• Work order:
Find each line in the records below that contains the word "instance", and copy it out.

• Provided data:
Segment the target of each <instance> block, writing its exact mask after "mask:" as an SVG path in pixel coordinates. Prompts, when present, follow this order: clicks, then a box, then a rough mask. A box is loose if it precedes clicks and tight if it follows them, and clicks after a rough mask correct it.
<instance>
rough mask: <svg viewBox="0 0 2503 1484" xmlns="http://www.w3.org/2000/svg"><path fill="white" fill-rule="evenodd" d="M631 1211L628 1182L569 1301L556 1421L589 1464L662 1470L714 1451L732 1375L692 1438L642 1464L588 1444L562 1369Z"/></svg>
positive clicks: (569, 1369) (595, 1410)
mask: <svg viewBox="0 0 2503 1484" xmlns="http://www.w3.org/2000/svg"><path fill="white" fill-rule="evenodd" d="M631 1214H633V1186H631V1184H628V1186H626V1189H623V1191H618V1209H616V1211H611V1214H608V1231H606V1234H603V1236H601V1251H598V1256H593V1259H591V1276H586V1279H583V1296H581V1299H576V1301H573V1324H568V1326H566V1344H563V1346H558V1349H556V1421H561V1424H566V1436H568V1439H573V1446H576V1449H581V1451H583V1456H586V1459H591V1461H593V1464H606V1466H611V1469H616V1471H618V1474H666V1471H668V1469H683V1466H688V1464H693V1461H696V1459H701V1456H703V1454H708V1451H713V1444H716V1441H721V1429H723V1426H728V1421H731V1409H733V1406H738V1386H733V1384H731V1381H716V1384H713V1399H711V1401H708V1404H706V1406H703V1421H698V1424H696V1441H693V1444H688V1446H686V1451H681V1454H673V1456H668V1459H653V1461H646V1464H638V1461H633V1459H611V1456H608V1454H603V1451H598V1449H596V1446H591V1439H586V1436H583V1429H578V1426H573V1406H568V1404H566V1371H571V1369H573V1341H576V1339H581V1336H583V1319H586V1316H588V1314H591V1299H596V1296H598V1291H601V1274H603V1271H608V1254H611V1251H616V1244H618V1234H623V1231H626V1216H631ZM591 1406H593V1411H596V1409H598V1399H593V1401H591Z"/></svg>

• Result for this exercise:
Segment the target of each <instance> block, writing its exact mask after "mask:" as an SVG path in pixel coordinates. Prompts, when present, follow this order: clicks, then a box, then a rough mask. A box is loose if it precedes clicks and tight if it follows them, and clicks after a rough mask correct it.
<instance>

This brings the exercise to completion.